--- Input for this task ---

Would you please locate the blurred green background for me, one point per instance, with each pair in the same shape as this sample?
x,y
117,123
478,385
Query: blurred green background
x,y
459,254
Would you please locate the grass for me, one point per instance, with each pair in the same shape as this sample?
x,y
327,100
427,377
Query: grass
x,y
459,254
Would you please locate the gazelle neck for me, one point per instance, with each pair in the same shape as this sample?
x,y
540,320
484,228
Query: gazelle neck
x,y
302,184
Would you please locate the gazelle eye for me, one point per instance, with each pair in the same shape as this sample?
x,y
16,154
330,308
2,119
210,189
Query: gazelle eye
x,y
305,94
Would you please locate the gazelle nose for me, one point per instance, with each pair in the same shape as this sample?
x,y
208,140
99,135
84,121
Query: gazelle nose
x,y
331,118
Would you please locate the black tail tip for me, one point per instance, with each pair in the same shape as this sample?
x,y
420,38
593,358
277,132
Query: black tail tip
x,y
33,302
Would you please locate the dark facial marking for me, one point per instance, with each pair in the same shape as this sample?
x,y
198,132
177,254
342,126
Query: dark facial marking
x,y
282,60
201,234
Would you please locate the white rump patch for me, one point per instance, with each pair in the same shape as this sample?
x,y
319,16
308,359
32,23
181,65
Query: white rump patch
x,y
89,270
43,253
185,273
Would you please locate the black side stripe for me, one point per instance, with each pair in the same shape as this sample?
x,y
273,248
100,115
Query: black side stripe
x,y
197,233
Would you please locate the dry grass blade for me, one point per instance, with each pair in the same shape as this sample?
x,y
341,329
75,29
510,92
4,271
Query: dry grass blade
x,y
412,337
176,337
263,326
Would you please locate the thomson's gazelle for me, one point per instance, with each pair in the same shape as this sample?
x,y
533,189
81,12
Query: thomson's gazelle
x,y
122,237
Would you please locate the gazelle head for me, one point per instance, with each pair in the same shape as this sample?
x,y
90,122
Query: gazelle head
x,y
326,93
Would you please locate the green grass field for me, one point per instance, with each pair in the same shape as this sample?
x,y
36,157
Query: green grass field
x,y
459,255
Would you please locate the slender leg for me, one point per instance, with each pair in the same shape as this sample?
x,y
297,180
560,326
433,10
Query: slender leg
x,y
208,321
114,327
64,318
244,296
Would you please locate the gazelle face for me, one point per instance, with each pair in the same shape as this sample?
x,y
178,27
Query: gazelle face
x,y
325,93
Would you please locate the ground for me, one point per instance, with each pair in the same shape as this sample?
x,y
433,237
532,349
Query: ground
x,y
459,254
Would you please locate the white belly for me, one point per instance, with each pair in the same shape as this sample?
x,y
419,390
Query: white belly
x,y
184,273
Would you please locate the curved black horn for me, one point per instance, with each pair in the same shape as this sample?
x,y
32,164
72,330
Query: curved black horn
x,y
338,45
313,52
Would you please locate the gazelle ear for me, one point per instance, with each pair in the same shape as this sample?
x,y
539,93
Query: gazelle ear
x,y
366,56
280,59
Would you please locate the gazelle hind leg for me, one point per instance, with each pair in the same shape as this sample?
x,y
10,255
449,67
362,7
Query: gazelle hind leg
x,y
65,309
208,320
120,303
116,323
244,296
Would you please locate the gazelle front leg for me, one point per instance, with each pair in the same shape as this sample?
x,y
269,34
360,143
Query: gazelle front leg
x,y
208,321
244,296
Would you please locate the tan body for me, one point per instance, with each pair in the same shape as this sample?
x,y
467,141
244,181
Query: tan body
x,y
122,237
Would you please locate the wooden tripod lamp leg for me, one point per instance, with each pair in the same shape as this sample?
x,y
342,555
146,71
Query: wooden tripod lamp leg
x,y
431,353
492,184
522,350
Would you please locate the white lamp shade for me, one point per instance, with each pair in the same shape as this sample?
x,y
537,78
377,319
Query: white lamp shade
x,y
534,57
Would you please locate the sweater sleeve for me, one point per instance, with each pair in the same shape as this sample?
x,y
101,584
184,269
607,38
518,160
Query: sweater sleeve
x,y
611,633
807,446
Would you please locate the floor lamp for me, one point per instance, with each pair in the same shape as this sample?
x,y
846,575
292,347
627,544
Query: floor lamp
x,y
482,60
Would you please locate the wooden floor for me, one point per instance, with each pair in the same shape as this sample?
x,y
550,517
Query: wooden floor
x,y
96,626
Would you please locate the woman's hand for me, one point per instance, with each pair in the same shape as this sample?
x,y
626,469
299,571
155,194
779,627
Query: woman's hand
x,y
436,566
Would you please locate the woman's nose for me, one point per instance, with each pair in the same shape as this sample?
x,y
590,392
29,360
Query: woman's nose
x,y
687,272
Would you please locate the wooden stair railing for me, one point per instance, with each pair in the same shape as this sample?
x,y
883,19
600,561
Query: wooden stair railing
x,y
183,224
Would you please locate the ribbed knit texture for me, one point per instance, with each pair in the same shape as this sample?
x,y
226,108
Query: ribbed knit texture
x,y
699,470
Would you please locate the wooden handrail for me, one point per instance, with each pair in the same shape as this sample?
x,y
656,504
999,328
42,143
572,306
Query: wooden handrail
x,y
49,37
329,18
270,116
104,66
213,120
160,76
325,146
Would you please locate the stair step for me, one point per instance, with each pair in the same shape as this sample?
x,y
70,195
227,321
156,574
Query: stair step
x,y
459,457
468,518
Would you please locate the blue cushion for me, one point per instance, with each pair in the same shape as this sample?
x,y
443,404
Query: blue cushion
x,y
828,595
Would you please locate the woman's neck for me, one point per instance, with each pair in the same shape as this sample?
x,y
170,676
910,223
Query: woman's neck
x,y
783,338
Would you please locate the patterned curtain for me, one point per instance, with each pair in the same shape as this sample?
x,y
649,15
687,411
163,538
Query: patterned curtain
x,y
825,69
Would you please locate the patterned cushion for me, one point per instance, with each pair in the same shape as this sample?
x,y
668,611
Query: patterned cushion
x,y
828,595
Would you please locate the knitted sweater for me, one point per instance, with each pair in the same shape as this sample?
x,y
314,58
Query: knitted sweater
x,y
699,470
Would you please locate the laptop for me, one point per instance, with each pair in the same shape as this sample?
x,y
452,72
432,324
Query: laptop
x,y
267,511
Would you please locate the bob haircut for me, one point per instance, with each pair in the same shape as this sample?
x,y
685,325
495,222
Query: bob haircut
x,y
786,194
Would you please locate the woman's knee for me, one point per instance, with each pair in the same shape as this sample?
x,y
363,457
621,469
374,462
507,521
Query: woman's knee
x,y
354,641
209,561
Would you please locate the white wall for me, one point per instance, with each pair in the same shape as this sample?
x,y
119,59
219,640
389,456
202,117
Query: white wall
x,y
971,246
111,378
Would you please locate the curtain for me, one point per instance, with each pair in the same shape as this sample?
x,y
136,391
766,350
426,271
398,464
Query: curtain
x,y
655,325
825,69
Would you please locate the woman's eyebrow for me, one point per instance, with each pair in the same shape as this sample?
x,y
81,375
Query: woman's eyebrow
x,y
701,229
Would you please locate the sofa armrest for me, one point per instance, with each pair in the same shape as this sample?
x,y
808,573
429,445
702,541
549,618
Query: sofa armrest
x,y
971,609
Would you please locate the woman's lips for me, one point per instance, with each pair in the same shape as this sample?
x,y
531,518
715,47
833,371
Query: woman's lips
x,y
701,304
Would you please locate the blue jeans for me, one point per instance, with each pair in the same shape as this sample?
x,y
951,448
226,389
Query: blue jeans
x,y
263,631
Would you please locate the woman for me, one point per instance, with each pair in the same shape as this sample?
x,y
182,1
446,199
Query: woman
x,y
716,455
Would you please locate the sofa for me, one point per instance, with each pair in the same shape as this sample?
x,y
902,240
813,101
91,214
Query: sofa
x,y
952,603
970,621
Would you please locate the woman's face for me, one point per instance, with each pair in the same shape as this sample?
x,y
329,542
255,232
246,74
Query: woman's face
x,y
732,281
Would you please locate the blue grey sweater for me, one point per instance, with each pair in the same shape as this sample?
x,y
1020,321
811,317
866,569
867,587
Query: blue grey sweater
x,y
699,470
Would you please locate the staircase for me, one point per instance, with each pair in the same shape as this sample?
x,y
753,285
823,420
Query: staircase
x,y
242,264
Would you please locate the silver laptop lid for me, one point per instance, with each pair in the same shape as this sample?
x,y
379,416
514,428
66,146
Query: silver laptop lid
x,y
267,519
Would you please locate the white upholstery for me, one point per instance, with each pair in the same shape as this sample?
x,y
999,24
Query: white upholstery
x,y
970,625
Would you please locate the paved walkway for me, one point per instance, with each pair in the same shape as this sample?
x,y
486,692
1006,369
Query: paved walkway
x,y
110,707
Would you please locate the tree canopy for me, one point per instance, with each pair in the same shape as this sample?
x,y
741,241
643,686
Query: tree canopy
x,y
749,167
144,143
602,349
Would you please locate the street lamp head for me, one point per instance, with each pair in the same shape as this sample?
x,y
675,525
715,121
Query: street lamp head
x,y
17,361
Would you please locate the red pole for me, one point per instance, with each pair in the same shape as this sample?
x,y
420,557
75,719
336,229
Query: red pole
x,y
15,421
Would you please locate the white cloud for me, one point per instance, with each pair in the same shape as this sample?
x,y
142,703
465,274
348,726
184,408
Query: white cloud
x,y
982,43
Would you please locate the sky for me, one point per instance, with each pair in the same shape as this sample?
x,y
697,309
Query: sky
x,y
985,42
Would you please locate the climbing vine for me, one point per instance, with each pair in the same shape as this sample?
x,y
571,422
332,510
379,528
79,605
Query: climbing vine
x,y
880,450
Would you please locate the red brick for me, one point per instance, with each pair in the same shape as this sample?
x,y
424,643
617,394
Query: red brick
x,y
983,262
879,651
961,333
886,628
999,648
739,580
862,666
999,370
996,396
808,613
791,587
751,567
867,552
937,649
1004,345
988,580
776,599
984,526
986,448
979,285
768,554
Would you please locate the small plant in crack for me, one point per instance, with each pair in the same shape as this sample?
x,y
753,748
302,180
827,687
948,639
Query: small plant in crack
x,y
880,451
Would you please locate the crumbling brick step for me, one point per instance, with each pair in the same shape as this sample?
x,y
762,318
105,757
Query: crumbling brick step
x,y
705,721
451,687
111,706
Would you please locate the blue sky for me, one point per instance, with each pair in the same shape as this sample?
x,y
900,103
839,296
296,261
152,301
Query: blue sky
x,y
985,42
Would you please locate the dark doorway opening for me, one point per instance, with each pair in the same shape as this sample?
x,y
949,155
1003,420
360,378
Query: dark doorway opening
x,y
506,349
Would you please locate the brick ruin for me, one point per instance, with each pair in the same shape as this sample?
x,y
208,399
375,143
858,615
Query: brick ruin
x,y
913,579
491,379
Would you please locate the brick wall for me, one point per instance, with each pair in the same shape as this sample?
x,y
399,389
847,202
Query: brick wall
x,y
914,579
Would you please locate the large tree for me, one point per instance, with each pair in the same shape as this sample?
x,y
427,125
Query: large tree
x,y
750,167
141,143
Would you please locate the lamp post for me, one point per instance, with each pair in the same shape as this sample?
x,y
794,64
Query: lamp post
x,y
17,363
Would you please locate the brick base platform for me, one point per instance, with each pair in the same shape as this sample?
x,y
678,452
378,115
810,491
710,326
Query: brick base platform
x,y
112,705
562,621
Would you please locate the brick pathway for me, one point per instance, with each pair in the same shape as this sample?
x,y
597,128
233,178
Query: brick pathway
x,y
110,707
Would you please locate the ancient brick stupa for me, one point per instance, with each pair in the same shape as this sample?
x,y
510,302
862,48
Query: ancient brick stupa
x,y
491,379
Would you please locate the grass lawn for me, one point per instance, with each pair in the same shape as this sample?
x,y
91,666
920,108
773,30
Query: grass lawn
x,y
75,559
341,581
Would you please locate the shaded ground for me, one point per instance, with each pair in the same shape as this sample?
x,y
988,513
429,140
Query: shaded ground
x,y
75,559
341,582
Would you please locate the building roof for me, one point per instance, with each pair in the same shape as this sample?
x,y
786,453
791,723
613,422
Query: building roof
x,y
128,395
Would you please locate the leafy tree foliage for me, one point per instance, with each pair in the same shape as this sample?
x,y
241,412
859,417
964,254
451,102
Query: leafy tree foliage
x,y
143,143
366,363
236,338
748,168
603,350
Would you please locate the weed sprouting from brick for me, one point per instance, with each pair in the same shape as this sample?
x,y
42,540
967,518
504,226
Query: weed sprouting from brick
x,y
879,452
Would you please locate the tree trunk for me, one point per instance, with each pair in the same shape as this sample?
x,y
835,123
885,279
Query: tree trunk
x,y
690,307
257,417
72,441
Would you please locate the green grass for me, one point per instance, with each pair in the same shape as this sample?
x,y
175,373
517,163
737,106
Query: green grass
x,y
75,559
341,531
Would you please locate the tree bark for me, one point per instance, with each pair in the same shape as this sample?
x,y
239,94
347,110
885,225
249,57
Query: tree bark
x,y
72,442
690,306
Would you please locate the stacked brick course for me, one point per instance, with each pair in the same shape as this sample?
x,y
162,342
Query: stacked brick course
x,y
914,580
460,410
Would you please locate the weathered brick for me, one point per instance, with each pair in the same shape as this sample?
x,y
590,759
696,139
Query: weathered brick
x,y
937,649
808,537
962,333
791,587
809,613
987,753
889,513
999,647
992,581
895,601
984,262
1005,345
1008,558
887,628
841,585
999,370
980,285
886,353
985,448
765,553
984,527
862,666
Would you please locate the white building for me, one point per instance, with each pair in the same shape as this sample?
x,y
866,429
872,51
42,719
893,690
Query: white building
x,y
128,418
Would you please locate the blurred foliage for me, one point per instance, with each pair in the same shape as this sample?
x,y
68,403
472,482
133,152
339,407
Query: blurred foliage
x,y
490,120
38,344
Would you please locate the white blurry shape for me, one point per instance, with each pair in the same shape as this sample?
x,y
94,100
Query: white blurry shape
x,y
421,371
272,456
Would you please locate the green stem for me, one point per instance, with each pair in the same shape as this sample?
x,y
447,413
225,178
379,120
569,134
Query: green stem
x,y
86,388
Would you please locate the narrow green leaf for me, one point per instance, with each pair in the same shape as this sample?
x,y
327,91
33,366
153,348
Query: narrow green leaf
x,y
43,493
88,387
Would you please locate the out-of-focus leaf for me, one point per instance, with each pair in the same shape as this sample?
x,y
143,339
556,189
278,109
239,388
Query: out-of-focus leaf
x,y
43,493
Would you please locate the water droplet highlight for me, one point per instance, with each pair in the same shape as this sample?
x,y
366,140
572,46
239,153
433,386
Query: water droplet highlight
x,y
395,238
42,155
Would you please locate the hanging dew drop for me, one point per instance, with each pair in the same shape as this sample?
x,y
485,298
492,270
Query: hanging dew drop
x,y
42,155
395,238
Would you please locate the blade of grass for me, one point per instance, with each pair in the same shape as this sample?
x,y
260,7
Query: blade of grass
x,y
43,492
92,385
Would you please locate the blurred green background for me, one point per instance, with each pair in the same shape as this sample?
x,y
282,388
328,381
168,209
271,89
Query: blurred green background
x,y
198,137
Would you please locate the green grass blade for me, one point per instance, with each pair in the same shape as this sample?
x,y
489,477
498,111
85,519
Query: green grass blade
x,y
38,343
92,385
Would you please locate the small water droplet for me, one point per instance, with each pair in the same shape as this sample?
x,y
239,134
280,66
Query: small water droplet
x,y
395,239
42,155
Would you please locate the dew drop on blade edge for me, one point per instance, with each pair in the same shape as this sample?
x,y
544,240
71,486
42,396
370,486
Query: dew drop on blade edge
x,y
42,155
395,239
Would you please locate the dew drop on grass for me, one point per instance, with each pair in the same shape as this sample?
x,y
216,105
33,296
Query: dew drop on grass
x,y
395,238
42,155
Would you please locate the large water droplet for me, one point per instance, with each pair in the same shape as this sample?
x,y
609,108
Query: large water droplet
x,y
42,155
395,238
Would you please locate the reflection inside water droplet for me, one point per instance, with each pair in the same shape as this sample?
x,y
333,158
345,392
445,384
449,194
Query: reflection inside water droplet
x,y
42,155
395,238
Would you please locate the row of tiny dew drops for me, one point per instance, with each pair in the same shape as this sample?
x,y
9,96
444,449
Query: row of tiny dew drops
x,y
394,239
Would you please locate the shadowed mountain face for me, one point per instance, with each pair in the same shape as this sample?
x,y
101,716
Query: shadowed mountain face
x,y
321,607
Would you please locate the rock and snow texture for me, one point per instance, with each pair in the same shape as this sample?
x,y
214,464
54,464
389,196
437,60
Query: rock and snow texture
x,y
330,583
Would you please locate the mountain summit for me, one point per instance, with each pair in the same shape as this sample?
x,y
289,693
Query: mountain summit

---

Would you report every line of the entries above containing the word "summit"?

■ **Answer to the exercise**
Would you please locate the mountain summit for me, one point per instance, with each pair in the same shape as this sample?
Query: mountain summit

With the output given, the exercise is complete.